Information shown ▸
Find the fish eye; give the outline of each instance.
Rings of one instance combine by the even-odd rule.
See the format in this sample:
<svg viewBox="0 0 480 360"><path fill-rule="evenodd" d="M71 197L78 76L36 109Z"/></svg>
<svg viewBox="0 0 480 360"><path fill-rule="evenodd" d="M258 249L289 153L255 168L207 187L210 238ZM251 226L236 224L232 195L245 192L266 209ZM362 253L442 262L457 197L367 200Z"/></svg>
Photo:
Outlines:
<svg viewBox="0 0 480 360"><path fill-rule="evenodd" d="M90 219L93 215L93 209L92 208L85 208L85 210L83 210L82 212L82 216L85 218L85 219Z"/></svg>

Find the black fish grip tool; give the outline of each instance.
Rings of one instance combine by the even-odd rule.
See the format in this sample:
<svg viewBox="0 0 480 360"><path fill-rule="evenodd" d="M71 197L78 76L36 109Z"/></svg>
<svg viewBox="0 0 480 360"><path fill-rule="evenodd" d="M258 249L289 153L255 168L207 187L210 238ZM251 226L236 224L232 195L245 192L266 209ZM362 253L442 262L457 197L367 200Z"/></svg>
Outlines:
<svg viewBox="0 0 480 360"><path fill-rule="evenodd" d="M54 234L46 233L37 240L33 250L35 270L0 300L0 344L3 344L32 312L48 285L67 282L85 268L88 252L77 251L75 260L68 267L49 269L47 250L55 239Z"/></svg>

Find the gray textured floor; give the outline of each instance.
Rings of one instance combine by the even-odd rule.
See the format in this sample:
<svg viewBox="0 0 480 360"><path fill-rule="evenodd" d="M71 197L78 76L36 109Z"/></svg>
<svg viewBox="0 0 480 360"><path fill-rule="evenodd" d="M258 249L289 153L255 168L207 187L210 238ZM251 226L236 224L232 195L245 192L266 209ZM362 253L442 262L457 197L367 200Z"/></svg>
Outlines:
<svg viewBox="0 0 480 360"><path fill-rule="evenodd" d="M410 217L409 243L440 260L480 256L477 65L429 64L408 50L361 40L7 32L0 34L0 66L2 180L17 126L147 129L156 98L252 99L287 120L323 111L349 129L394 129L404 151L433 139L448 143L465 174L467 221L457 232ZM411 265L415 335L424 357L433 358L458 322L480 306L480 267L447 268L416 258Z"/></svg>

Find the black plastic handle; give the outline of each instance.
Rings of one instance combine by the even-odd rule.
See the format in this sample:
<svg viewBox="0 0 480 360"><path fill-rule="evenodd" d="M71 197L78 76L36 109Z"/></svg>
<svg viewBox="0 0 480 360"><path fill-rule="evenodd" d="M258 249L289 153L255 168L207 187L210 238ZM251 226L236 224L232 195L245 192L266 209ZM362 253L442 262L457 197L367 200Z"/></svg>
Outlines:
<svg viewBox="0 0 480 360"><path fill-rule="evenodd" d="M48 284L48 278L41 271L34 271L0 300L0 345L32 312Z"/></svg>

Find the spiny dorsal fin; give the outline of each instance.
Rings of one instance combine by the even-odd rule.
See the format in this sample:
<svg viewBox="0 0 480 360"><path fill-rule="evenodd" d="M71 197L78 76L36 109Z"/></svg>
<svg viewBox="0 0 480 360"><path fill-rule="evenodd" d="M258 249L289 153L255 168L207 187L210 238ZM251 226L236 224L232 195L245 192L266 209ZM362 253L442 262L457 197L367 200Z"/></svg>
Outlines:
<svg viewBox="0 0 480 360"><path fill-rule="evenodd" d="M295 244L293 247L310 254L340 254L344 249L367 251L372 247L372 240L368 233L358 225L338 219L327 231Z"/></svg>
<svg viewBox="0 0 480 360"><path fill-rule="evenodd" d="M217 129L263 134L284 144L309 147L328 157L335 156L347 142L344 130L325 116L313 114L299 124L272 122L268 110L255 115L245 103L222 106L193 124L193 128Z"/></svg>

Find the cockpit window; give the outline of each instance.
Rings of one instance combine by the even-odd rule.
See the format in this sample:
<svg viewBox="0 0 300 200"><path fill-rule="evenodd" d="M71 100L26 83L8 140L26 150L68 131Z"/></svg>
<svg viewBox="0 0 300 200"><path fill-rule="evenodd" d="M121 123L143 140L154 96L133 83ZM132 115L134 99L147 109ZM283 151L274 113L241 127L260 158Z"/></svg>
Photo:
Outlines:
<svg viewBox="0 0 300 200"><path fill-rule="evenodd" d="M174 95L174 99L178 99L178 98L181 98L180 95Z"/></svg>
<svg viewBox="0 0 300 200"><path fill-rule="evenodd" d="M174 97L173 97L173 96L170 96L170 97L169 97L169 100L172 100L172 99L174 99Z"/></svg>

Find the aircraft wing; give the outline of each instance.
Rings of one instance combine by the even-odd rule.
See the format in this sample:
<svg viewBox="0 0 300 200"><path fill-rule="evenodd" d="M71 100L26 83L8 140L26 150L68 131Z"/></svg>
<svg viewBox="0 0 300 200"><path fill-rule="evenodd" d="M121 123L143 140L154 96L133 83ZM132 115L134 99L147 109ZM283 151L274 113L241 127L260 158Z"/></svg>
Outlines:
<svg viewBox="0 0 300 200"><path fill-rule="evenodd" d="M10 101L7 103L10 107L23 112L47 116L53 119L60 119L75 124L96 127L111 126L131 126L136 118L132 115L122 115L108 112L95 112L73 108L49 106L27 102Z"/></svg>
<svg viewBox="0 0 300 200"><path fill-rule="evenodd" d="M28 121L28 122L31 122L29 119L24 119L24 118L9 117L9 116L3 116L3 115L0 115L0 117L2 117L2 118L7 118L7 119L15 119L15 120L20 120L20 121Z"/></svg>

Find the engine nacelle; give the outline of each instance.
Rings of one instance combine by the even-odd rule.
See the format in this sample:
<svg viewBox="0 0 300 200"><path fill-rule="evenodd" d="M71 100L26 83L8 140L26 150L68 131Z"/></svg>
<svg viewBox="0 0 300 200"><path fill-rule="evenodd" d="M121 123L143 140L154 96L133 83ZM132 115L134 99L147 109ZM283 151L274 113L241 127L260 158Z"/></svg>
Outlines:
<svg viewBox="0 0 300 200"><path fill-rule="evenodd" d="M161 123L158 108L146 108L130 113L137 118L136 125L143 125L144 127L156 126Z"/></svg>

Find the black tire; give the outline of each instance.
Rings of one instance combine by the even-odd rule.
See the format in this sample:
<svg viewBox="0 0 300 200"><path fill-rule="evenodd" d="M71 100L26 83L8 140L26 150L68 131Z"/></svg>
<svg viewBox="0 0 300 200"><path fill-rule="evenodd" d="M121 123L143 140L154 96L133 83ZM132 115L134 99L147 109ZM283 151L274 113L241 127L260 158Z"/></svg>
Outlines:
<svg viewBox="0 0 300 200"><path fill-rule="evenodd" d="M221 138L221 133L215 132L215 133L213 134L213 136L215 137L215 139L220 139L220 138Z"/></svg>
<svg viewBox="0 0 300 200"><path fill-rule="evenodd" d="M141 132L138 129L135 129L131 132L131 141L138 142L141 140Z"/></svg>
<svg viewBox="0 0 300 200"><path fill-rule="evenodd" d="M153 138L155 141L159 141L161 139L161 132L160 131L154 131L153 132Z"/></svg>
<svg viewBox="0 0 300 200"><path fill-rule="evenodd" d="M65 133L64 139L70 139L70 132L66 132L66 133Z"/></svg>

Directions for this task ▸ Whatever appears in the listing above, write it down again exactly.

Response ▸
Find the fish eye; give the outline of each instance.
Rings of one instance combine by the even-odd rule.
See the format in this sample:
<svg viewBox="0 0 480 360"><path fill-rule="evenodd" d="M71 197L78 76L36 109Z"/></svg>
<svg viewBox="0 0 480 360"><path fill-rule="evenodd" d="M258 249L289 153L255 168L207 187L210 238ZM251 226L236 224L232 195L245 192L266 209ZM362 253L442 262L457 197L367 200Z"/></svg>
Photo:
Outlines:
<svg viewBox="0 0 480 360"><path fill-rule="evenodd" d="M90 219L93 215L93 209L92 208L85 208L85 210L83 210L82 212L82 216L85 218L85 219Z"/></svg>

Find the black fish grip tool; give the outline of each instance.
Rings of one instance combine by the even-odd rule.
See the format in this sample:
<svg viewBox="0 0 480 360"><path fill-rule="evenodd" d="M71 197L78 76L36 109Z"/></svg>
<svg viewBox="0 0 480 360"><path fill-rule="evenodd" d="M258 249L289 153L255 168L207 187L210 238ZM251 226L236 224L232 195L245 192L266 209ZM362 253L442 262L457 197L367 200Z"/></svg>
Outlines:
<svg viewBox="0 0 480 360"><path fill-rule="evenodd" d="M54 234L46 233L37 240L33 250L35 270L0 300L0 344L3 344L32 312L48 285L67 282L85 268L88 252L77 251L75 260L68 267L49 269L47 250L55 239Z"/></svg>

Find the gray textured floor; give the outline of each instance.
Rings of one instance combine by the even-odd rule.
See the format in this sample:
<svg viewBox="0 0 480 360"><path fill-rule="evenodd" d="M71 197L78 76L36 109Z"/></svg>
<svg viewBox="0 0 480 360"><path fill-rule="evenodd" d="M258 249L289 153L255 168L207 187L210 238ZM251 226L236 224L232 195L245 192L266 209ZM362 253L442 262L457 197L367 200Z"/></svg>
Outlines:
<svg viewBox="0 0 480 360"><path fill-rule="evenodd" d="M410 217L409 243L440 260L480 256L477 65L429 64L408 50L361 40L7 32L0 34L0 66L2 180L17 126L147 129L156 98L252 99L287 120L323 111L349 129L394 129L404 151L433 139L448 143L465 174L467 221L457 232ZM411 265L415 335L424 357L433 358L458 322L480 306L480 267L447 268L416 258Z"/></svg>

Find the black plastic handle; give the outline of each instance.
Rings of one instance combine by the even-odd rule.
See the format in this sample:
<svg viewBox="0 0 480 360"><path fill-rule="evenodd" d="M71 197L78 76L36 109Z"/></svg>
<svg viewBox="0 0 480 360"><path fill-rule="evenodd" d="M258 249L289 153L255 168L207 187L210 238ZM251 226L236 224L232 195L245 192L266 209ZM362 253L442 262L457 197L367 200Z"/></svg>
Outlines:
<svg viewBox="0 0 480 360"><path fill-rule="evenodd" d="M48 284L48 278L41 271L34 271L0 300L0 345L32 312Z"/></svg>

Find the spiny dorsal fin; give the outline of each instance.
Rings of one instance combine by the even-odd rule.
See the format in this sample:
<svg viewBox="0 0 480 360"><path fill-rule="evenodd" d="M71 197L78 76L36 109Z"/></svg>
<svg viewBox="0 0 480 360"><path fill-rule="evenodd" d="M258 249L289 153L255 168L207 187L210 238ZM251 226L236 224L232 195L245 192L266 209ZM362 253L442 262L457 197L367 200Z"/></svg>
Outlines:
<svg viewBox="0 0 480 360"><path fill-rule="evenodd" d="M295 244L293 247L310 254L340 254L344 249L367 251L372 247L372 240L368 233L358 225L338 219L327 231Z"/></svg>
<svg viewBox="0 0 480 360"><path fill-rule="evenodd" d="M217 129L263 134L284 144L309 147L328 157L335 156L347 142L344 130L325 116L313 114L299 124L272 122L268 110L255 115L245 103L222 106L193 124L193 128Z"/></svg>

Find the cockpit window; give the outline of each instance.
Rings of one instance combine by the even-odd rule.
See the format in this sample:
<svg viewBox="0 0 300 200"><path fill-rule="evenodd" d="M71 100L26 83L8 140L26 150L68 131Z"/></svg>
<svg viewBox="0 0 300 200"><path fill-rule="evenodd" d="M121 123L143 140L154 96L133 83ZM132 115L134 99L147 109ZM283 151L274 113L241 127L260 158Z"/></svg>
Photo:
Outlines:
<svg viewBox="0 0 300 200"><path fill-rule="evenodd" d="M174 95L174 99L178 99L178 98L181 98L180 95Z"/></svg>
<svg viewBox="0 0 300 200"><path fill-rule="evenodd" d="M174 97L173 97L173 96L170 96L170 97L169 97L169 100L172 100L172 99L174 99Z"/></svg>

Find the aircraft wing; give the outline of each instance.
Rings of one instance combine by the even-odd rule.
See the format in this sample:
<svg viewBox="0 0 300 200"><path fill-rule="evenodd" d="M71 100L26 83L8 140L26 150L68 131Z"/></svg>
<svg viewBox="0 0 300 200"><path fill-rule="evenodd" d="M121 123L143 140L154 96L133 83ZM132 115L134 99L147 109ZM283 151L274 113L241 127L260 158Z"/></svg>
Outlines:
<svg viewBox="0 0 300 200"><path fill-rule="evenodd" d="M10 101L7 103L10 107L23 112L47 116L53 119L60 119L75 124L96 127L111 126L131 126L136 118L132 115L122 115L108 112L95 112L73 108L49 106L27 102Z"/></svg>
<svg viewBox="0 0 300 200"><path fill-rule="evenodd" d="M28 121L28 122L31 122L29 119L24 119L24 118L9 117L9 116L3 116L3 115L0 115L0 117L2 117L2 118L7 118L7 119L15 119L15 120L20 120L20 121Z"/></svg>

Find the engine nacelle; give the outline of each instance.
Rings of one instance combine by the even-odd rule.
See the format in this sample:
<svg viewBox="0 0 300 200"><path fill-rule="evenodd" d="M71 100L26 83L8 140L26 150L68 131Z"/></svg>
<svg viewBox="0 0 300 200"><path fill-rule="evenodd" d="M121 123L143 140L154 96L133 83ZM132 115L134 99L147 109ZM283 151L274 113L241 127L260 158Z"/></svg>
Outlines:
<svg viewBox="0 0 300 200"><path fill-rule="evenodd" d="M161 123L158 108L146 108L130 113L137 118L136 125L143 125L144 127L156 126Z"/></svg>

Find the black tire; give the outline of each instance.
Rings of one instance combine by the even-odd rule.
See the format in this sample:
<svg viewBox="0 0 300 200"><path fill-rule="evenodd" d="M71 100L26 83L8 140L26 150L68 131Z"/></svg>
<svg viewBox="0 0 300 200"><path fill-rule="evenodd" d="M121 123L143 140L154 96L133 83ZM132 115L134 99L147 109ZM283 151L274 113L241 127L260 158Z"/></svg>
Outlines:
<svg viewBox="0 0 300 200"><path fill-rule="evenodd" d="M221 138L221 133L215 132L215 133L213 134L213 136L215 137L215 139L220 139L220 138Z"/></svg>
<svg viewBox="0 0 300 200"><path fill-rule="evenodd" d="M141 132L138 129L135 129L131 132L131 141L138 142L141 140Z"/></svg>
<svg viewBox="0 0 300 200"><path fill-rule="evenodd" d="M153 138L155 141L159 141L161 139L161 132L160 131L154 131L153 132Z"/></svg>
<svg viewBox="0 0 300 200"><path fill-rule="evenodd" d="M65 133L64 139L70 139L70 132L66 132L66 133Z"/></svg>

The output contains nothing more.